ABOUT THIS EXERCISE —
When the line with "Each instance is" appears below, start repeating lines exactly, and keep going through the line with "932 360 L 635"; add nothing outside that span.

Source data —
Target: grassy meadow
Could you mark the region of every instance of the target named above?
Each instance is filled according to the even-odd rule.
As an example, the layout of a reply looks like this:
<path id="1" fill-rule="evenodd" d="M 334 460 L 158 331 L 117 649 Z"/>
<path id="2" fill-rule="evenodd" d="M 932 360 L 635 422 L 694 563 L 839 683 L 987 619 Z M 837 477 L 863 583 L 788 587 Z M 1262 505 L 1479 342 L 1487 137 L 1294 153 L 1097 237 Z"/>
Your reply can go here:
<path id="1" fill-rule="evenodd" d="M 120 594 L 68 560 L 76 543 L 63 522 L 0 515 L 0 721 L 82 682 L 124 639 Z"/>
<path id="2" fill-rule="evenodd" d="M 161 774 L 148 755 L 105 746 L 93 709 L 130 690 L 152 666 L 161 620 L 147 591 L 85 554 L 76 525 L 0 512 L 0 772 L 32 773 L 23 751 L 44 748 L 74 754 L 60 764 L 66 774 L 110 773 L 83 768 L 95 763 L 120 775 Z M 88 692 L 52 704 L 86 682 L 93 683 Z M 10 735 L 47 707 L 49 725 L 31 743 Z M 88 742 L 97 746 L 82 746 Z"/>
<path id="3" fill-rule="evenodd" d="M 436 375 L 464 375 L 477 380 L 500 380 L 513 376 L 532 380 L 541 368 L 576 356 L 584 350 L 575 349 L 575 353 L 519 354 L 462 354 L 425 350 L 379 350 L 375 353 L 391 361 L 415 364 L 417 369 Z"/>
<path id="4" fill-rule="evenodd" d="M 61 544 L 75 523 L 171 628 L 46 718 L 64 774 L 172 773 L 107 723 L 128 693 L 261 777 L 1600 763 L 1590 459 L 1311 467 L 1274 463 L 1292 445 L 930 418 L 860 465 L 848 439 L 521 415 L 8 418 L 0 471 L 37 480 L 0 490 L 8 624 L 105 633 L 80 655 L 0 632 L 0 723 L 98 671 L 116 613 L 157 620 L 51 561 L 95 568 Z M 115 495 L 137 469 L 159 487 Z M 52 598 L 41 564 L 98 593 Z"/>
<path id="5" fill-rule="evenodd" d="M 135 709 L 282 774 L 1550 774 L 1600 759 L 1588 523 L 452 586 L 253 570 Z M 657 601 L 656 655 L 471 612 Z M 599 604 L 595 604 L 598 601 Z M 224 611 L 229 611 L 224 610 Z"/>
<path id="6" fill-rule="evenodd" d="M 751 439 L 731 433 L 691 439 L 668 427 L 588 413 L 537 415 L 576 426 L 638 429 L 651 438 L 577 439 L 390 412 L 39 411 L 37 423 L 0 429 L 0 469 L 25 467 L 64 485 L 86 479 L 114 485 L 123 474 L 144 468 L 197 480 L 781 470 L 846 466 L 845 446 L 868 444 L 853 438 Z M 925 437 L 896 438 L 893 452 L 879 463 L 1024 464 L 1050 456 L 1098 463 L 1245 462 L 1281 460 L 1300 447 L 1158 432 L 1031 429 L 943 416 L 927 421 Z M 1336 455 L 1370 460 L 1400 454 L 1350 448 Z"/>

OUTPUT OF THE EXERCISE —
Each instance is filled according to the even-odd rule.
As an example, the layout of a reply looks like this:
<path id="1" fill-rule="evenodd" d="M 334 460 L 158 331 L 117 649 Z"/>
<path id="2" fill-rule="evenodd" d="M 932 360 L 635 422 L 694 563 L 839 683 L 987 619 Z M 837 477 L 863 583 L 788 587 Z M 1262 505 L 1479 342 L 1487 137 L 1294 153 L 1097 237 Z"/>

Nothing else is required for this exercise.